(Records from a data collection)
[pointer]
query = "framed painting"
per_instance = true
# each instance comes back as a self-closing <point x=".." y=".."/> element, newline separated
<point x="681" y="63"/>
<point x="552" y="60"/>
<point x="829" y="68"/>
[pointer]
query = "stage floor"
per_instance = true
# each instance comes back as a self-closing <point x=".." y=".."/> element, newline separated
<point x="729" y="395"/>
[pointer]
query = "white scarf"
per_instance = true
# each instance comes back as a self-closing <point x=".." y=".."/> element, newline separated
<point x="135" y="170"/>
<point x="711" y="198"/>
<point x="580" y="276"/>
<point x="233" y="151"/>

» **Exercise aim**
Rescale the records by writing out every line again, requests included, with each x and y coordinate in the answers multiplied by 2.2. Round each result to the nearest whole number, rounding halves up.

» **Written solution**
[pointer]
query = "framed painting"
per_instance = true
# each instance comes back as a self-closing <point x=".." y=".."/> element, newline separated
<point x="1498" y="139"/>
<point x="1214" y="132"/>
<point x="1824" y="150"/>
[pointer]
query = "stage floor"
per_instance = true
# each instance comes back as a self-closing <point x=".." y=".."/> element, newline separated
<point x="1604" y="869"/>
[pointer]
query = "white scarf"
per_instance = true
# each instance comes back as a self-closing <point x=".." y=".."/> element, newline separated
<point x="297" y="374"/>
<point x="1564" y="436"/>
<point x="1276" y="607"/>
<point x="513" y="332"/>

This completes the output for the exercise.